* Material provided
★ ★ ★ ★ ★
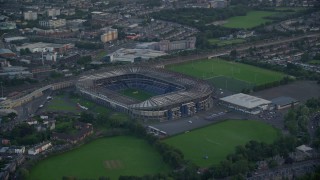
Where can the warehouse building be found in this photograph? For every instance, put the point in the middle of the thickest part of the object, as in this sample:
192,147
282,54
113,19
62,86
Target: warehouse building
245,103
284,102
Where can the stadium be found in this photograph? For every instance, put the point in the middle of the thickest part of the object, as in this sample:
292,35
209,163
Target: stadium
170,95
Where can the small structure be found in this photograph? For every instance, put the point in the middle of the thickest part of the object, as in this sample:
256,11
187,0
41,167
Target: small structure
39,148
245,103
284,102
304,148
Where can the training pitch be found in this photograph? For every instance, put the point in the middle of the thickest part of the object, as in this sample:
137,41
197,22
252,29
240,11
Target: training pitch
212,144
250,20
108,157
227,75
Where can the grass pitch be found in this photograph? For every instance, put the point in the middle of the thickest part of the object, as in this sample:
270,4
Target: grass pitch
137,94
219,140
58,103
219,42
62,103
213,69
109,157
250,20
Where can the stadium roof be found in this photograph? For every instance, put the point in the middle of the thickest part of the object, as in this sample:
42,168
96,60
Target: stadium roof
5,51
245,100
193,88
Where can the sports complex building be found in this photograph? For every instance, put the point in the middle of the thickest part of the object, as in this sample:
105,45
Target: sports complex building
174,95
246,103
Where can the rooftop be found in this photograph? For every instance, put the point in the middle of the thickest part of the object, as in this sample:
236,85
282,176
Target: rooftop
245,100
283,100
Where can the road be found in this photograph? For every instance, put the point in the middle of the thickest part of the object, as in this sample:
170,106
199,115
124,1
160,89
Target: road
240,47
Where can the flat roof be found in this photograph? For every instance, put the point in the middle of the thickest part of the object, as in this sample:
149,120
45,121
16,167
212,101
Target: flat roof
9,39
283,100
245,100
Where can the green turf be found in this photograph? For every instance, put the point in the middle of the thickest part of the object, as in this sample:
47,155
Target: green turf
219,42
101,54
294,9
250,20
209,68
218,140
65,104
109,157
58,103
230,84
137,94
314,62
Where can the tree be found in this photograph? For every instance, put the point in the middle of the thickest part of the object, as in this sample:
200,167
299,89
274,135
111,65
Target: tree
233,54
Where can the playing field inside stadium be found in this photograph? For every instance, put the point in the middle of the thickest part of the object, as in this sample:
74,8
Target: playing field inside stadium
226,74
138,94
105,157
212,144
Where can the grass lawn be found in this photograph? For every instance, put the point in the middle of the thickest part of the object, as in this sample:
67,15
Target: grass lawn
101,54
66,104
109,157
250,20
295,9
137,94
58,103
219,42
119,116
314,62
218,140
209,68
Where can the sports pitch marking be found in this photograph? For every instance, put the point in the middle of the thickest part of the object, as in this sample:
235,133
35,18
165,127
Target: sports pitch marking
113,164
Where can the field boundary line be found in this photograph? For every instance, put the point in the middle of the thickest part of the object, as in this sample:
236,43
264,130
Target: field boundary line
213,77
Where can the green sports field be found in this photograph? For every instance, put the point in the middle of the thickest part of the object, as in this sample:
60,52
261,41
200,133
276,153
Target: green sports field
224,74
218,42
109,157
219,140
250,20
137,94
62,103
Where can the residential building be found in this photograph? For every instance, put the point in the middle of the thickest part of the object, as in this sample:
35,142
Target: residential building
45,47
53,23
109,35
6,53
53,12
39,148
30,16
8,25
84,130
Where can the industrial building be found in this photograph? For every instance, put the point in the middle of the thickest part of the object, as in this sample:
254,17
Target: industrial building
★ ★ ★ ★ ★
Return the complete material exactly as given, excluding images.

Where can the warehouse building be found in this photograph? For every instance, put the point in the middle of the thickest part of the object, as in this sample:
192,147
282,54
113,19
62,86
Target: warehouse building
245,103
284,102
Where can the stadium be found in this photograph? For every instance, put the point in the middle of the thickest part of the object, as in this sample:
292,35
209,163
Target: stadium
170,95
Where can the small structure be found in this photograph? For every instance, put the point in the middle of the thickest part of the object, as in this sample:
256,11
187,0
41,167
Target: small structure
39,148
245,103
284,102
304,148
Where can the training pitch be found in this photograph? For every instance, put the point in the middle of the thickest part of the object, as in this sample:
137,41
197,22
252,29
240,11
Target: training pitch
212,144
250,20
108,157
227,75
Where can the grass pitch be found in this photograph? For every instance, put the point in the middle of the thickest part of the object, as in this sample:
270,4
Target: grass pitch
137,94
219,140
58,103
219,42
62,103
213,69
109,157
250,20
Where can the stadium roof be found in this photograph? For every instance, put the point in the middle of the thickest part of the object, as in this sample:
42,168
96,60
Target: stadium roof
5,51
245,100
193,88
Where can the sports complex building be found in this photograph? For every instance, put the point in the middle of the thickest part of the object, as in this sample:
105,45
Target: sports complex building
174,95
246,103
Where can the rooftop be found in this photograph? For every instance, put the point in the middle of the thickest part of the object, as in this sample:
236,85
282,176
Target: rooftop
245,100
283,100
Where can the road be found in this photograph? For every instance, put the point in the middle of the thickest part of the object, as in this sample:
170,106
199,115
124,1
160,89
Target: road
240,47
Where can the flat roof be found in this photograph? For every instance, put the point in the middle of the thickest part of the object, as in this sample:
149,120
45,121
16,167
212,101
Target: flat roof
9,39
283,100
245,100
Where can the green turf be found in this photograph? For every instance, put the point in the middle of the thickest part of the object, as in this sample:
47,155
Target: green turf
219,42
101,54
294,9
250,20
209,68
218,140
65,104
109,157
58,103
230,84
137,94
314,62
Where can the tree be found in this photograph? For every instance, put the point in the middle of the thickest part of the object, as in this sample:
200,167
299,89
274,135
111,65
Target: tree
233,54
Where can the playing field inside stadium be found in this photograph? For every instance, put the point in the middle of the thickest part of the object, as in this sample:
74,8
Target: playing field inside stadium
226,74
138,94
105,157
212,144
Where can the grass lawn be found in this photograph? For every instance, put the point in the middle of the thickest part of the object, as in this sample:
67,15
Target: grass lawn
101,54
66,104
109,157
250,20
295,9
137,94
58,103
219,42
119,116
314,62
218,140
209,68
Where can the sports pitch marking be found in this photograph? For every instance, put the point in the middle of the thickest part of the object, as in this sample:
235,133
35,18
165,127
Target: sports pitch marking
113,164
Where can the field boundary line be found in this photograph? For every instance, put the point in the middle of the thickest part of the object, as in this sample:
236,43
264,130
Target: field boundary line
213,77
Where can the green sports field be found in this photograph? For every instance, put the point in the middle of the thickest part of the object, as in this sample:
60,52
261,41
200,133
276,153
Target: green sports field
224,74
218,42
109,157
219,140
250,20
137,94
62,103
Where can the residential building be found in this photograph? For every instance, put the point in the middle of the thickest part of the object, as in this sample:
35,142
Target: residential building
45,47
53,23
109,35
6,53
53,12
39,148
30,16
8,25
84,130
Where can the industrial building be found in this photograph? For every instance, put the point in the middle of the thickest part of the object, as in this sample:
254,17
Target: industrial building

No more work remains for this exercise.